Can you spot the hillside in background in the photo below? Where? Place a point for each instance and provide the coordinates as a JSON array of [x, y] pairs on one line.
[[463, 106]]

◇ ◇ ◇

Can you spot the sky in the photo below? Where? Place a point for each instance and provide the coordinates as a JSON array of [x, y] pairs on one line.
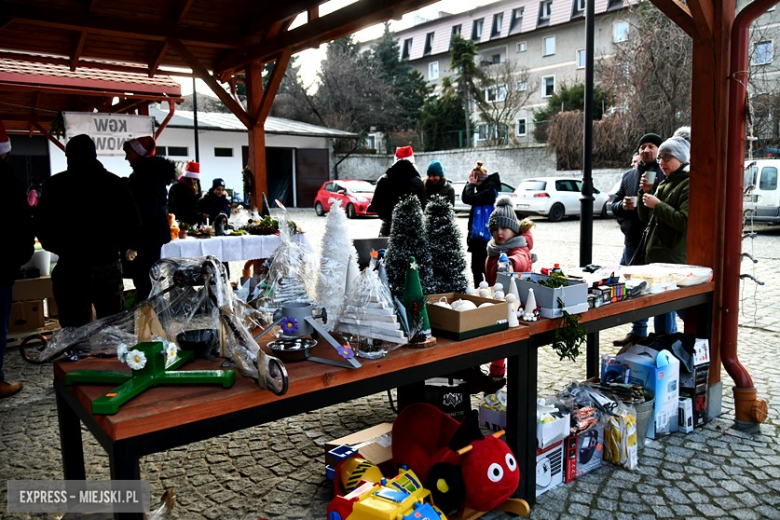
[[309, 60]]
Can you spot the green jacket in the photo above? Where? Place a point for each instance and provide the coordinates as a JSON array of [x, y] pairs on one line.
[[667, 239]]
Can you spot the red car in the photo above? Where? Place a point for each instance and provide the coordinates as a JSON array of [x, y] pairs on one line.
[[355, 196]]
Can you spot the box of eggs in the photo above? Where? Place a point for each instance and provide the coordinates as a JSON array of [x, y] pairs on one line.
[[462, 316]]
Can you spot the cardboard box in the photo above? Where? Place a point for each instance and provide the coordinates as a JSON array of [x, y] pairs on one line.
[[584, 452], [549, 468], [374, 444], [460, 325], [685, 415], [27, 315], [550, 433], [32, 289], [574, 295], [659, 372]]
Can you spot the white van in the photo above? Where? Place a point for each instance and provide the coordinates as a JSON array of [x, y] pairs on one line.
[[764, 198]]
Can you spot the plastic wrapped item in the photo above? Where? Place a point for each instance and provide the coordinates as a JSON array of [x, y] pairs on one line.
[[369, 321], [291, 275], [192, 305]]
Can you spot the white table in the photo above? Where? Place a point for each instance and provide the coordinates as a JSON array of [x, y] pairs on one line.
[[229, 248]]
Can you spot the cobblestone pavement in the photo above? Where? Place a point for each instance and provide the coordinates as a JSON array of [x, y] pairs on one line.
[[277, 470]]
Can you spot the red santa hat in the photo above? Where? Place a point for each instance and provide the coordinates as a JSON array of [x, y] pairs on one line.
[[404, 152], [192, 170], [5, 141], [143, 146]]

◇ ◇ ◇

◆ GOAL
Format the material starting at the line that contains "Can you spot the box" and ending at the line that contains "[[764, 198]]" as a two-column CSV with the header input,output and one row per input paired with its output. Enclose each value in double quotes and replace any line breaks with spaces.

◆ TASK RESULT
input,output
"Can you spot the box of eggs in the photo above? Where? Place a point for each instance and provide the coordinates as a JSON array of [x, y] pairs on one line.","[[462, 316]]"
"Can you spot the cardboard box in the photo above? Where? Place a point for each instance and provide the coordinates as a JSON array of [x, y] pairs on one line.","[[584, 452], [549, 468], [374, 444], [460, 325], [685, 415], [27, 315], [550, 433], [32, 289], [574, 295], [659, 372]]"
"Can you spot the white van in the photo above? Where? Place a point for each instance and provide the coordinates as a JSON array of [x, y] pairs on one line.","[[764, 198]]"